GOAL OF THE EXERCISE >> Continue the catalogue descriptions of the Lilly and pedigree-chronicle manuscripts below from the point where they stop.
-------- PASSAGE
William Lilly's observations on Charles I,

A volume entitled 'Observations relative to the Character of King Charles Ist By Mr. Wm. Lily (the celebrated Astrologer)', comprising two short extracts copied, [mid-18 cent.], from 'Several observations upon the life and death of Charles late king of England', by William Lilly, which was published as an appendix to Mr. Lilly's History of his Life and Times: Written by Himself (London, 1715); with a brief account of the author (ff. 5 verso-6 verso).

Lilly, William, 1602-1681.

Pedigree-chronicle from Adam to Edward IV,

A pedigree chronicle of biblical and British history from Adam to Edward IV, written not before 1461 and probably not after 1466 (none of Edward IV's children are shown), evidently in the same London or Westminster workshop as that postulated by Albinia de la Mare, Catalogue of the Collection of Medieval Manuscripts Bequeathed to the Bodleian Library, Oxford, by James P. R. Lyell (Oxford, 1971), p. 82, as the place of production of a number of closely related pedigree-chronicles in roll or roll-codex form, some in Latin and some in English. The hand looks the same as that of Lyell MS 33 (see ibid., plate VI), while the layout, decoration and miniature of the Fall are very similar. Near the miniature of the Fall is a note in English, [17 cent.].
----------------
-------- DATASET CONTENT
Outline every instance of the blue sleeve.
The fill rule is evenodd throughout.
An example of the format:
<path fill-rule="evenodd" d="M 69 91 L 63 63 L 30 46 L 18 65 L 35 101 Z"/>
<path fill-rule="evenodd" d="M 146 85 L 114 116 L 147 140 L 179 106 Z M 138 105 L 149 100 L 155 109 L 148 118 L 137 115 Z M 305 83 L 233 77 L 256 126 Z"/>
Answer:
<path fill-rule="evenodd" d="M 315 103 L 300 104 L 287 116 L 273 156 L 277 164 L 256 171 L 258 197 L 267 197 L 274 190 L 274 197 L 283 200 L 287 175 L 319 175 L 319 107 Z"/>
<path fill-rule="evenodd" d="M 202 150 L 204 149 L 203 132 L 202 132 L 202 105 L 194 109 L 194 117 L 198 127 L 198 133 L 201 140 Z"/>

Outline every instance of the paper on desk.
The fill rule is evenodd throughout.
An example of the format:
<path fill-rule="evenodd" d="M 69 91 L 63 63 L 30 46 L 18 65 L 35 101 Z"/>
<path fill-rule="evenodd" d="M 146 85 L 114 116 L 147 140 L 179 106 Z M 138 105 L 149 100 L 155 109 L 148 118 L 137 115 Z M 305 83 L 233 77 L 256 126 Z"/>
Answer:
----------------
TASK RESPONSE >>
The preface and biblical history derive from the Compendium Historiæ in Genealogia Christi (otherwise known as the Promptuarium Bibliæ) of Peter of Poitiers; see H. Vollmer, Deutsche Bibelauszüge des Mittelalters sum Stammbaum Christi mit ihren lateinischen Vorbildern und Vorlagen (Potsdam, 1931) and Thomas Jones, Y Bibyl Ynghymraec (Cardiff, 1940), where thirty-three manuscripts are listed on pp. xvii-xx. The text as a whole belongs to category B identified by de la Mare, op. cit., p. 83, a group of manuscripts compiled in the reign of Edward IV with which ours has features other than the text in common. For the work of a closely related illuminator see R. M. Thomson, A Descriptive Catalogue of the Medieval Manuscripts of Corpus Christi College Oxford (Cambridge, 2011), p. 101.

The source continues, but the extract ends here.